begin MATERIAL FOR THIS EXERCISE

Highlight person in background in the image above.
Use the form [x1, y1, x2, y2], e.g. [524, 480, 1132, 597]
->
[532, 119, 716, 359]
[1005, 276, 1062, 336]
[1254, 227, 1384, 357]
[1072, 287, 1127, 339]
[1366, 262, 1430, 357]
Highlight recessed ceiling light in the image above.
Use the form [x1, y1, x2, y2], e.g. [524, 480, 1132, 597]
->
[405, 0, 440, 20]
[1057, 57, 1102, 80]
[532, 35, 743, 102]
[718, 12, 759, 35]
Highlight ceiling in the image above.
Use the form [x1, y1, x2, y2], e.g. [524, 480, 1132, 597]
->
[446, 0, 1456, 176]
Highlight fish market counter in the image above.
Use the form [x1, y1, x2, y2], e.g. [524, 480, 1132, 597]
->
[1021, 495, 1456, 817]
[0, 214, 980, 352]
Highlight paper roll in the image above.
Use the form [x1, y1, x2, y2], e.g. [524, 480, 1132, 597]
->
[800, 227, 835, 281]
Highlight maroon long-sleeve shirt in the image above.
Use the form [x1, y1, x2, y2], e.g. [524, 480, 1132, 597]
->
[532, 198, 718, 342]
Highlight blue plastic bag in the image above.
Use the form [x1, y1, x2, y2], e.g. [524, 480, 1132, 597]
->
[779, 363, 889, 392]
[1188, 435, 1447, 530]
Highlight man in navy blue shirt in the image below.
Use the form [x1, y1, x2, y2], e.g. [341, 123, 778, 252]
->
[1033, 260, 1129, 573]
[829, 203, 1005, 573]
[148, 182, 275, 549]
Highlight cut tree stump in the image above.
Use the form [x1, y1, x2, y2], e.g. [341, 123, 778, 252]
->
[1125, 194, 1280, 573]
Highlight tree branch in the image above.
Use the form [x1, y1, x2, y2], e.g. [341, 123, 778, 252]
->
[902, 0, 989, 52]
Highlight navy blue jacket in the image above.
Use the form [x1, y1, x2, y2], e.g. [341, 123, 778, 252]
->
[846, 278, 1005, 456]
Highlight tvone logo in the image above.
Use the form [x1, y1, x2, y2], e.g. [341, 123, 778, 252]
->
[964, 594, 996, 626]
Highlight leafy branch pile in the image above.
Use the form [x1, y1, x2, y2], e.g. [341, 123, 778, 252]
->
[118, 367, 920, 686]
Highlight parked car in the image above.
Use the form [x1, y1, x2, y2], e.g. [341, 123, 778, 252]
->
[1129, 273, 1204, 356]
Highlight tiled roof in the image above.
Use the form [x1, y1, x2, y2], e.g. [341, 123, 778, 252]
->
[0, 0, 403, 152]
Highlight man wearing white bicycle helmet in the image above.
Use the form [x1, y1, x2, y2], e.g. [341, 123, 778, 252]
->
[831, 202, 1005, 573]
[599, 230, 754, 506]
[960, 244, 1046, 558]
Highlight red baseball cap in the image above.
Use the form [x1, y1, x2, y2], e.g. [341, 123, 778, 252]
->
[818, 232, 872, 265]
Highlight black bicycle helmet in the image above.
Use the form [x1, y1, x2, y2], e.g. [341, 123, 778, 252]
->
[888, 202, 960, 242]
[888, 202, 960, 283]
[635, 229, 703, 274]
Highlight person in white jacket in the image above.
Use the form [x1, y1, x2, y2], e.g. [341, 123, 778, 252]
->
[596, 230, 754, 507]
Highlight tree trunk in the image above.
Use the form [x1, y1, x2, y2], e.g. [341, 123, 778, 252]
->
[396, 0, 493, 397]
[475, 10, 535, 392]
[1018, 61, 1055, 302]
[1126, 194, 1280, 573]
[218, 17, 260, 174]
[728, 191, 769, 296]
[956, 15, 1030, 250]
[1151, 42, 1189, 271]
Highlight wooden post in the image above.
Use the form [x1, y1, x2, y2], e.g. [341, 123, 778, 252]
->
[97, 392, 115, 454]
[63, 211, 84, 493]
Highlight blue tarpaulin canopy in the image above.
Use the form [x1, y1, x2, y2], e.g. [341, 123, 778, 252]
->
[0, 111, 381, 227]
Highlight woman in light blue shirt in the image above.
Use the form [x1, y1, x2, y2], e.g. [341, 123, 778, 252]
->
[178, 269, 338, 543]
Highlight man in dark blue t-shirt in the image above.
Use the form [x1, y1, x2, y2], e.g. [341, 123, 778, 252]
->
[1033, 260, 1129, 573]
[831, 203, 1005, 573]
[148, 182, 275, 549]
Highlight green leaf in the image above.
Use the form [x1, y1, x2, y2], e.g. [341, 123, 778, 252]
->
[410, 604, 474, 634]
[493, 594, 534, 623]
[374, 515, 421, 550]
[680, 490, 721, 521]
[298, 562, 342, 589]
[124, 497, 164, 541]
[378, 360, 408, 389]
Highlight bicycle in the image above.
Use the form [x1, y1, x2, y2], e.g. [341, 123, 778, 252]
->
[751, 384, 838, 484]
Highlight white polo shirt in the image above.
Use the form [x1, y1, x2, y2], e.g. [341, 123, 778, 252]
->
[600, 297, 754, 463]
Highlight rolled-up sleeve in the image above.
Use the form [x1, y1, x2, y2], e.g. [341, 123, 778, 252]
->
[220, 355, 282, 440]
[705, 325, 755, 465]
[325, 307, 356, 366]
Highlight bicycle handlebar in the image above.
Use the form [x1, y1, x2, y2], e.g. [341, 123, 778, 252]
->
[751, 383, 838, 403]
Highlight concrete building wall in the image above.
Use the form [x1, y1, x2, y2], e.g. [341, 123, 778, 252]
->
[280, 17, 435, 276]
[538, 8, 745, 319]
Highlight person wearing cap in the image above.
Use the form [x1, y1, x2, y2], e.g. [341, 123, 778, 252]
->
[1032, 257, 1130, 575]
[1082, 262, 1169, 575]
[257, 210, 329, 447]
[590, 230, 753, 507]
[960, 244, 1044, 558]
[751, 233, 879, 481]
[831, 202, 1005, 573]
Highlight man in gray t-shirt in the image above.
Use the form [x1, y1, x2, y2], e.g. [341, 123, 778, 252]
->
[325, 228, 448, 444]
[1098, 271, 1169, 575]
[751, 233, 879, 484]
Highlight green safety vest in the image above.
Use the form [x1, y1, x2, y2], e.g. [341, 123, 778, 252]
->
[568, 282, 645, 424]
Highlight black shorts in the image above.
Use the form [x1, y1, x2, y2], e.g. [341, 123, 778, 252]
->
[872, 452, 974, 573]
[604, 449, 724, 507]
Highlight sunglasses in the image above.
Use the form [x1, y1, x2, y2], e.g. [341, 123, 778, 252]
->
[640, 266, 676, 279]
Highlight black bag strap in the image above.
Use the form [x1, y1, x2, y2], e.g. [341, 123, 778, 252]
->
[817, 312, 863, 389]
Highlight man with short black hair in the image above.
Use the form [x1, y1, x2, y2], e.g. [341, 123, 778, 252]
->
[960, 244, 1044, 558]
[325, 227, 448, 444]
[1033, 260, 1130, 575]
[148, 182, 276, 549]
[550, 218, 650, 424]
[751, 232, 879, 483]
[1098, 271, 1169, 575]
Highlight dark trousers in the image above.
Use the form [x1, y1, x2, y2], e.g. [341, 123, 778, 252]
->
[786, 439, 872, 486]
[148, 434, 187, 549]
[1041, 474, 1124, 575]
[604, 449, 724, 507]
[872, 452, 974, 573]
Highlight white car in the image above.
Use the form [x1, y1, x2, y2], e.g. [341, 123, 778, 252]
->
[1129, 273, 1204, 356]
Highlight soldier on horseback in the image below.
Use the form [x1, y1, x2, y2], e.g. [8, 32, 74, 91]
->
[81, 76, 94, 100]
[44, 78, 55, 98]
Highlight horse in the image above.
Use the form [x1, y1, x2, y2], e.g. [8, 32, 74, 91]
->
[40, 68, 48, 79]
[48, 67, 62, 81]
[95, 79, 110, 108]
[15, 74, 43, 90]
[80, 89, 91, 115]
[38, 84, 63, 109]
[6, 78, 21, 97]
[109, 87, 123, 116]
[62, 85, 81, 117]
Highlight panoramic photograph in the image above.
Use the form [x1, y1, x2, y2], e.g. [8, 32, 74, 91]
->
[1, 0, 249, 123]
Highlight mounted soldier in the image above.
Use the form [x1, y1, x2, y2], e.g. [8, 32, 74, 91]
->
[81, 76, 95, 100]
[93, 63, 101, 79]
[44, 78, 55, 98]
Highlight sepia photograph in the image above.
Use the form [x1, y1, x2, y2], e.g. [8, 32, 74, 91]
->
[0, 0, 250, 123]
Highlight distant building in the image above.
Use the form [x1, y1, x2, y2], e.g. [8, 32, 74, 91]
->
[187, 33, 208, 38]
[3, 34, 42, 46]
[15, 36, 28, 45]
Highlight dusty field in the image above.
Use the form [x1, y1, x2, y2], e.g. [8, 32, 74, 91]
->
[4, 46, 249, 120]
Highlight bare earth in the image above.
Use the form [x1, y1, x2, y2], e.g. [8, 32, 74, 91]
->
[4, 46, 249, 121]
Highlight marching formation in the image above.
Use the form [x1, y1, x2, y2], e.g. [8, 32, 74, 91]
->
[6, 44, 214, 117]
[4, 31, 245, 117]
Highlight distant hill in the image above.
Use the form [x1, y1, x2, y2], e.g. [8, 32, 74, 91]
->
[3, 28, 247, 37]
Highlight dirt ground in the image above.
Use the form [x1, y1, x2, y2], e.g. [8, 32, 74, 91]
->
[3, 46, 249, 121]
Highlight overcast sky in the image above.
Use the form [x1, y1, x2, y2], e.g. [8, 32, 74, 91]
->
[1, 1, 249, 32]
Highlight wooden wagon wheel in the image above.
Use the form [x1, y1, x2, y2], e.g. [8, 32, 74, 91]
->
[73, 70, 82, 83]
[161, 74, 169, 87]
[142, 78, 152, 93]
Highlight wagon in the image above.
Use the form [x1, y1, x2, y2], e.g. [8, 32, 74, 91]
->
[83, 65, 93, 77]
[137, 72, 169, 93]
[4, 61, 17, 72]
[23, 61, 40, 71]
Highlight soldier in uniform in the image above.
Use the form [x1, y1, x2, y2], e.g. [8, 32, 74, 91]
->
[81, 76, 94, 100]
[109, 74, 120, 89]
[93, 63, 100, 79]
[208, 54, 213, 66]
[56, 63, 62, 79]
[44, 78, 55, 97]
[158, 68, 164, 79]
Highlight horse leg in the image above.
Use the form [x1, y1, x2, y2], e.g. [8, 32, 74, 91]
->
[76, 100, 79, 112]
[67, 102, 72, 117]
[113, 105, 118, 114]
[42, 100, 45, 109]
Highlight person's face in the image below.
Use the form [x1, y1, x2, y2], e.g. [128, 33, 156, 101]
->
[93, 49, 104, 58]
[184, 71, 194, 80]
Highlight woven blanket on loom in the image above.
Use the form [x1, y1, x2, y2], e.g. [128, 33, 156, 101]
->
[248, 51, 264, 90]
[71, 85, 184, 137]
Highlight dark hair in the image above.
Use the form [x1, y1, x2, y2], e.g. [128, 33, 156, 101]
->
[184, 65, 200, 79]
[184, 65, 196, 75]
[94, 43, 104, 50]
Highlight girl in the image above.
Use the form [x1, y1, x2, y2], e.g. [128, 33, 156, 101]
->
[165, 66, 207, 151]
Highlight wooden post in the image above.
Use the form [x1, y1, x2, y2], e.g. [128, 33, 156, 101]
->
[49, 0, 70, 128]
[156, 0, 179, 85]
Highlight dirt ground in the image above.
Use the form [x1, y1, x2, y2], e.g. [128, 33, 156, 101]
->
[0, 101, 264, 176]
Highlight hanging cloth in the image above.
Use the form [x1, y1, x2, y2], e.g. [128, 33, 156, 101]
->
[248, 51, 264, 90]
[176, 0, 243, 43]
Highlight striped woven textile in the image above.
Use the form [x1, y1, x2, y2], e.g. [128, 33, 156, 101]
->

end MATERIAL FOR THIS EXERCISE

__EXERCISE REQUIREMENTS__. Rewrite everything from the start of the records down to the line containing "[1366, 262, 1430, 357]", changing "person" to "pedestrian" and leaving all else unchanged.

__OUTPUT BELOW__.
Highlight pedestrian in background in the image above.
Use the form [x1, y1, x2, y2], e.g. [524, 480, 1132, 597]
->
[532, 119, 716, 359]
[1005, 276, 1062, 336]
[1254, 227, 1384, 357]
[1072, 287, 1127, 339]
[1366, 262, 1430, 357]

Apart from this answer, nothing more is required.